Starting from the top of the entries below and ending with the line containing "FIND: baby's fingers", restate every line word for word, pictures omitted.

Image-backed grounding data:
· · · ·
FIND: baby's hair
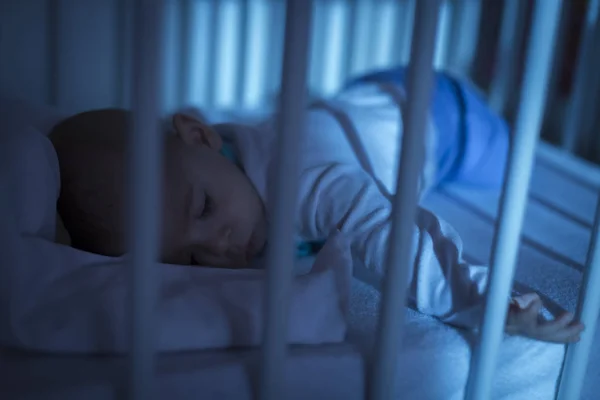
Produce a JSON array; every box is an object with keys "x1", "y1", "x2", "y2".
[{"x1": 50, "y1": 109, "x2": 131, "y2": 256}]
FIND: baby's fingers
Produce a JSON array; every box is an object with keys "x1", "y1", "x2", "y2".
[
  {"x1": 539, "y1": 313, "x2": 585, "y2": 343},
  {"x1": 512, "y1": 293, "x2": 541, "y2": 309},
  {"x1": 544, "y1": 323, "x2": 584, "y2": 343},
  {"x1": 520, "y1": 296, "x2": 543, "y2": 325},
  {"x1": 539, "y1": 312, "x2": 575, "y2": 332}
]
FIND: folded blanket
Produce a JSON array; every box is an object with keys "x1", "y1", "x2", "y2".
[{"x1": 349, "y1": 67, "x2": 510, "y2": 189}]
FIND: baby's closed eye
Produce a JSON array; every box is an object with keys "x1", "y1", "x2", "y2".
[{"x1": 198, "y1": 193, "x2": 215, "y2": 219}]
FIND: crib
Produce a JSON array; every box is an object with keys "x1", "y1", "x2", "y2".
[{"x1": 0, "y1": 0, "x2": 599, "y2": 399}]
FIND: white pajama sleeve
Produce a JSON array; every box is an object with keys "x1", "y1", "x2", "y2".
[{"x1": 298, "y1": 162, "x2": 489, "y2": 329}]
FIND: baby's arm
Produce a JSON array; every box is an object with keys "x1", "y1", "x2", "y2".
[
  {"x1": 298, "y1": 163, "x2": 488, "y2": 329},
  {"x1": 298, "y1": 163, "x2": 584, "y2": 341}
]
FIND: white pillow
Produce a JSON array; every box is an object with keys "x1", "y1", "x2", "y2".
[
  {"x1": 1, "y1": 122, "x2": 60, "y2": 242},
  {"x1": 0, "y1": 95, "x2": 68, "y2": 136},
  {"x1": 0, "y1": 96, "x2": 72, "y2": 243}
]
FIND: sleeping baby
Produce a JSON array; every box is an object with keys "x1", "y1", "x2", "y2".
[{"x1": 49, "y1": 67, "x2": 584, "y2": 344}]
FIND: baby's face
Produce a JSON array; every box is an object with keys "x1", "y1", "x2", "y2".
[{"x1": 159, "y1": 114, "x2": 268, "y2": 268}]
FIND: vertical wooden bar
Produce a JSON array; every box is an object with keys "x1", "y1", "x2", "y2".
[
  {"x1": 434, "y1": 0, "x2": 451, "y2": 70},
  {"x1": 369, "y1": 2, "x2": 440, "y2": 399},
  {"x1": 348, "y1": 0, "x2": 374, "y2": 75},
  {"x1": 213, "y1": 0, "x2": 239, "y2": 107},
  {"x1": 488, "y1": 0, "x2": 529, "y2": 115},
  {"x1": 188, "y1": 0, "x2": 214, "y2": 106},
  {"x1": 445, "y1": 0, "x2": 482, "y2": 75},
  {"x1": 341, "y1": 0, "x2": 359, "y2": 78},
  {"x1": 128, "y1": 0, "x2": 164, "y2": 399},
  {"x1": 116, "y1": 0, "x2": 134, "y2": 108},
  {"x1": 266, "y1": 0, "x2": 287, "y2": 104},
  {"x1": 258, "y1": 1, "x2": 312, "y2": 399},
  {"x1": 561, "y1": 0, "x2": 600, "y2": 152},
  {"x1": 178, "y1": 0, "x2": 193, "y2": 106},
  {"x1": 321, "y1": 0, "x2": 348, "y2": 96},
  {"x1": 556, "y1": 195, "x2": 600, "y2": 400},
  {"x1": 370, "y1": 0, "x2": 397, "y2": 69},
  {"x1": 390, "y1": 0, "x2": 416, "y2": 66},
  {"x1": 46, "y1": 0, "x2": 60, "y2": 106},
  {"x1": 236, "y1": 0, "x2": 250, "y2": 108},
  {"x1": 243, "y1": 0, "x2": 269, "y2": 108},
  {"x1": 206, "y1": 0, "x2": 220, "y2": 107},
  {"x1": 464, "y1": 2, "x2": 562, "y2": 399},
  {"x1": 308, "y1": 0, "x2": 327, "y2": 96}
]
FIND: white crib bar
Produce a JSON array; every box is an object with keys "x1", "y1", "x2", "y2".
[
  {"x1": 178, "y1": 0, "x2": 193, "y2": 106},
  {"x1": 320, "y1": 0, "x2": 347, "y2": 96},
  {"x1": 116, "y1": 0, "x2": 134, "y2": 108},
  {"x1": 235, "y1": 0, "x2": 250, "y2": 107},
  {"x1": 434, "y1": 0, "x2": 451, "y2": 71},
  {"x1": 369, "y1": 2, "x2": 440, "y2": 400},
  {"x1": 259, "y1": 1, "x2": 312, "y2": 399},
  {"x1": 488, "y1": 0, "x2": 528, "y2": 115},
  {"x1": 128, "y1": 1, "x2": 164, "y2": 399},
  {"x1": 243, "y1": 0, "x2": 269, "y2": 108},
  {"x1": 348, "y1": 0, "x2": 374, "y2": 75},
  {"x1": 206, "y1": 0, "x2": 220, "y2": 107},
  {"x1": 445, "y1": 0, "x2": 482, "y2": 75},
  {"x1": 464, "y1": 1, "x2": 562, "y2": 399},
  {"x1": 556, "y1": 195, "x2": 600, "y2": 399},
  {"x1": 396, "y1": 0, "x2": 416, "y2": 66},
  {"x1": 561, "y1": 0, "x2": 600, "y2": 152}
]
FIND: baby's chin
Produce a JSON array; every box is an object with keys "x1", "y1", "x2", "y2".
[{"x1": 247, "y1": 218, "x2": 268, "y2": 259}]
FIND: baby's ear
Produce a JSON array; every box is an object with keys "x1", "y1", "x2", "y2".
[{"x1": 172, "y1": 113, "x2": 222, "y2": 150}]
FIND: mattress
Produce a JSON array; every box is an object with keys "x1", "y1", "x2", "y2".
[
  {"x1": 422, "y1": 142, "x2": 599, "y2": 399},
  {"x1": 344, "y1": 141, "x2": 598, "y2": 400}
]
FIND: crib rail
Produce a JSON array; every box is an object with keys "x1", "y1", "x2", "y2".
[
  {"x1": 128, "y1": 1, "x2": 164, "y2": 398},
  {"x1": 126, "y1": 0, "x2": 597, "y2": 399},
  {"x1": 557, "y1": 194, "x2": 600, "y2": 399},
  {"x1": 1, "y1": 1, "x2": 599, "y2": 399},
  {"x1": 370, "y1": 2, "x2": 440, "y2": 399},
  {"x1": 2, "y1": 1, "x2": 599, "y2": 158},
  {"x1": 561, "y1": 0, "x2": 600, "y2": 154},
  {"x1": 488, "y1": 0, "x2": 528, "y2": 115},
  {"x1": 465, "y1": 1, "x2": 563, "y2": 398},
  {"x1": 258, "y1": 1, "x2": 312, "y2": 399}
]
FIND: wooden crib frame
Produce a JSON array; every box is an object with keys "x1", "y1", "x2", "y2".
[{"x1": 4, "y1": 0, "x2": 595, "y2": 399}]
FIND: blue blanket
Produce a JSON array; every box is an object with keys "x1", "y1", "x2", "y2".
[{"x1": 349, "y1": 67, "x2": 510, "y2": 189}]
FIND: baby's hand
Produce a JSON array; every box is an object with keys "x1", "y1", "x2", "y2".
· · · ·
**Answer box:**
FIND: baby's hair
Produce a JSON array; every box is an object with keys "x1", "y1", "x2", "y2".
[{"x1": 50, "y1": 109, "x2": 131, "y2": 256}]
FIND: baby's fingers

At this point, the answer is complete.